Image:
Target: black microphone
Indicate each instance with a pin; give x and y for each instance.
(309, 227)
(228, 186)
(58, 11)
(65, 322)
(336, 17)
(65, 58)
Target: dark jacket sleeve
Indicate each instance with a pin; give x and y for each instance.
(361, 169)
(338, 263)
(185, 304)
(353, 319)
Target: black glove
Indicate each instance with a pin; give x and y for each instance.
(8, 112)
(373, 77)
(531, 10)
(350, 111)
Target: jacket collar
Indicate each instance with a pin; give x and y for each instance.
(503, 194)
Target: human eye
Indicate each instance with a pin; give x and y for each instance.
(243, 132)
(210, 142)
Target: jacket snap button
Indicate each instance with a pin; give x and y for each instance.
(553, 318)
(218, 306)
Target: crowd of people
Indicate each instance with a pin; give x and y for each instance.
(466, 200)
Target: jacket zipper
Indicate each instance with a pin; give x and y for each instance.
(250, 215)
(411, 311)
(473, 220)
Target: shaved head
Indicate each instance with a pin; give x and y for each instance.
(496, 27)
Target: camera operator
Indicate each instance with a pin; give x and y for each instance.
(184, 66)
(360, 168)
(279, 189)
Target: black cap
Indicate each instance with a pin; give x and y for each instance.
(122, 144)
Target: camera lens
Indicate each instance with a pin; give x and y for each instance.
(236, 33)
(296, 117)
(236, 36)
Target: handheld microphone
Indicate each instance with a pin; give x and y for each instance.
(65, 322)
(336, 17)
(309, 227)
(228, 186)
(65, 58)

——

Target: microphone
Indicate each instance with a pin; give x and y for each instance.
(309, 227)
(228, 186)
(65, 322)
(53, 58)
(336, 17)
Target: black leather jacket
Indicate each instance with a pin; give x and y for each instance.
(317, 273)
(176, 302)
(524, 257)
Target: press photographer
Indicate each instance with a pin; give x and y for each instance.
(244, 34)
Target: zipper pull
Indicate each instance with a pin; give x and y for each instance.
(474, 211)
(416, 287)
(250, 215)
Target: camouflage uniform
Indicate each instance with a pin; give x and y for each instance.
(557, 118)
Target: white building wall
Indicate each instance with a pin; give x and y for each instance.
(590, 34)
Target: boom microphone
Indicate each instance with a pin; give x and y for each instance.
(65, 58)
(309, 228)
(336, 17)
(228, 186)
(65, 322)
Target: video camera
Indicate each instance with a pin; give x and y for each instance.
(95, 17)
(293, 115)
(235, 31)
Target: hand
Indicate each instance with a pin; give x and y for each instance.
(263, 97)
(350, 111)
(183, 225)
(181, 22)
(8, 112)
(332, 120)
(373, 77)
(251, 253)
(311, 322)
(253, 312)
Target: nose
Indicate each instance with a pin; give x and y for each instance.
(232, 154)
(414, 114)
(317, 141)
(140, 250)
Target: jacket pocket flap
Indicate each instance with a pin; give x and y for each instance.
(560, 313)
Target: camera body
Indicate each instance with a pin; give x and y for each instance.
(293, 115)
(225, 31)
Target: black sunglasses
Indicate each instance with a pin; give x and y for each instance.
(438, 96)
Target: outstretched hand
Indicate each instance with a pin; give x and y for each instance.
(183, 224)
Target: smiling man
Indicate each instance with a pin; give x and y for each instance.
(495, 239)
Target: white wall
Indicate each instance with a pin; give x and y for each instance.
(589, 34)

——

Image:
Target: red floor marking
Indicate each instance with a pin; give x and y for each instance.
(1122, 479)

——

Required work:
In the listing above, find the line containing "Target: boom microphone" and the line containing "Target: smiling man". Output them and every line between, exactly, and nothing else.

Solution to the problem:
Target: boom microphone
Indicate each instance with a pin; give x and y for each instance.
(65, 58)
(309, 228)
(336, 17)
(228, 186)
(65, 322)
Target: video camera
Indicate each instance with a pin; give x and y for each instance.
(95, 17)
(293, 115)
(235, 31)
Target: hand
Indicate each instance with a pin; give x and y for each instance.
(263, 97)
(350, 111)
(183, 225)
(181, 22)
(8, 112)
(332, 120)
(373, 77)
(251, 253)
(311, 322)
(253, 312)
Target: nose
Indicate each instance with a pin; give x and y for each instance.
(232, 154)
(414, 114)
(317, 141)
(140, 250)
Target: jacket pocket flap
Indicate each instance with a pin; give x and y for each instance.
(560, 313)
Target: camera body
Indicate each instance with a pin; give x and y for each instance.
(293, 115)
(225, 31)
Target: black sunglasses
Indicate each instance with a pin; give x and y for each instance.
(438, 96)
Target: outstretched hand
Indicate each instance with a pin; give x and y for each instance.
(183, 224)
Target: smiling man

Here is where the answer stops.